• Texte fourni:
Déclaration du Conseil de l’Académie Pontificale des Sciences

Etat du Vatican, 8 avril 2022

Traduction libre. Voir le texte original

Prévenir la guerre nucléaire et la guerre contre les populations civiles: une tâche qui intéresse les scientifiques

L’humanité est à nouveau confrontée à une grave menace, découlant des conflits armés et de la guerre intense que la Russie a infligée à l’Ukraine. La possibilité d’une guerre nucléaire a été évoquée par les agresseurs.

Le pape François a fait part de ses préoccupations au sujet de cette guerre « terrible, inhumaine, sacrilège et insensée » qui pourrait potentiellement s’intensifier au-delà du terrible niveau qu’elle a déjà atteint et poser des risques nucléaires[1].

• Consigne 1: Recopiez la liste à l'identique, en commençant à sa toute première ligne et en terminant à la ligne qui contient « pixel 777 426 », ces deux lignes comprises.
La liste n'a aucun lien avec le texte.

• Lignes enregistrées:

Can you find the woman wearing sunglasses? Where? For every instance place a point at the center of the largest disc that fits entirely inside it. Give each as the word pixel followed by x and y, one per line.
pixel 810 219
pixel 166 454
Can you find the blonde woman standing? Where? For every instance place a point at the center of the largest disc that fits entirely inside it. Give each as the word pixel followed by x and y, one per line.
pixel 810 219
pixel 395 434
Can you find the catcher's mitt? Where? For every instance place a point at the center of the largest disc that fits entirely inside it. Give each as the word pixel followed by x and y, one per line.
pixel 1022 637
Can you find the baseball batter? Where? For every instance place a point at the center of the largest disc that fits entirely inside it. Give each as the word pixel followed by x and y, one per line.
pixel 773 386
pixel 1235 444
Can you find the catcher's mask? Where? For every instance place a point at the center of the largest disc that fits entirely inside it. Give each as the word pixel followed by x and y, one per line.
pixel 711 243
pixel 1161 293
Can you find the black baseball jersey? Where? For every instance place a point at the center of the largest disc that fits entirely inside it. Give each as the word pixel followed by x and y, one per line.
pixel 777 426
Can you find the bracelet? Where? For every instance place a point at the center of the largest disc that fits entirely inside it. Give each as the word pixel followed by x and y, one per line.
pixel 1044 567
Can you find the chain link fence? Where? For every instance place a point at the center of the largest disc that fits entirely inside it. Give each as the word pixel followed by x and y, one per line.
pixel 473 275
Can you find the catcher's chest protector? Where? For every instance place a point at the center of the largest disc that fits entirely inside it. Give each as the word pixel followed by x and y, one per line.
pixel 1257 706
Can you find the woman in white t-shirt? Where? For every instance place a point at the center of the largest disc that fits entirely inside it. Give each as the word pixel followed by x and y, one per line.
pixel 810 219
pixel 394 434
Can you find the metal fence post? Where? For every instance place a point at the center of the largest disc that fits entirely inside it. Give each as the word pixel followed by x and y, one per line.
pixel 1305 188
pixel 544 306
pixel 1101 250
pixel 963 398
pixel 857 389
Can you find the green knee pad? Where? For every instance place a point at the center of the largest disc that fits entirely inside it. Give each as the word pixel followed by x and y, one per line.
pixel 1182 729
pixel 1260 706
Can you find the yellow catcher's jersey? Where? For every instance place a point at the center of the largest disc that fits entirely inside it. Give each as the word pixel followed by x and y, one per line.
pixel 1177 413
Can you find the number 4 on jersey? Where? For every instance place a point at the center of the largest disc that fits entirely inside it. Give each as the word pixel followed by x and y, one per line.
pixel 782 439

• Consigne 2: Dans le passage du texte qui commence à « Déclaration du Conseil » et se termine à « par les agresseurs. », remplacez « Russie » par « Fédération de Russie », puis donnez ce passage en entier.

• Résultat 1:
Can you find the woman wearing sunglasses? Where? For every instance place a point at the center of the largest disc that fits entirely inside it. Give each as the word pixel followed by x and y, one per line.
pixel 810 219
pixel 166 454
Can you find the blonde woman standing? Where? For every instance place a point at the center of the largest disc that fits entirely inside it. Give each as the word pixel followed by x and y, one per line.
pixel 810 219
pixel 395 434
Can you find the catcher's mitt? Where? For every instance place a point at the center of the largest disc that fits entirely inside it. Give each as the word pixel followed by x and y, one per line.
pixel 1022 637
Can you find the baseball batter? Where? For every instance place a point at the center of the largest disc that fits entirely inside it. Give each as the word pixel followed by x and y, one per line.
pixel 773 386
pixel 1235 444
Can you find the catcher's mask? Where? For every instance place a point at the center of the largest disc that fits entirely inside it. Give each as the word pixel followed by x and y, one per line.
pixel 711 243
pixel 1161 293
Can you find the black baseball jersey? Where? For every instance place a point at the center of the largest disc that fits entirely inside it. Give each as the word pixel followed by x and y, one per line.
pixel 777 426

• Résultat 2:
Déclaration du Conseil de l’Académie Pontificale des Sciences

Etat du Vatican, 8 avril 2022

Traduction libre. Voir le texte original

Prévenir la guerre nucléaire et la guerre contre les populations civiles: une tâche qui intéresse les scientifiques

L’humanité est à nouveau confrontée à une grave menace, découlant des conflits armés et de la guerre intense que la Fédération de Russie a infligée à l’Ukraine. La possibilité d’une guerre nucléaire a été évoquée par les agresseurs.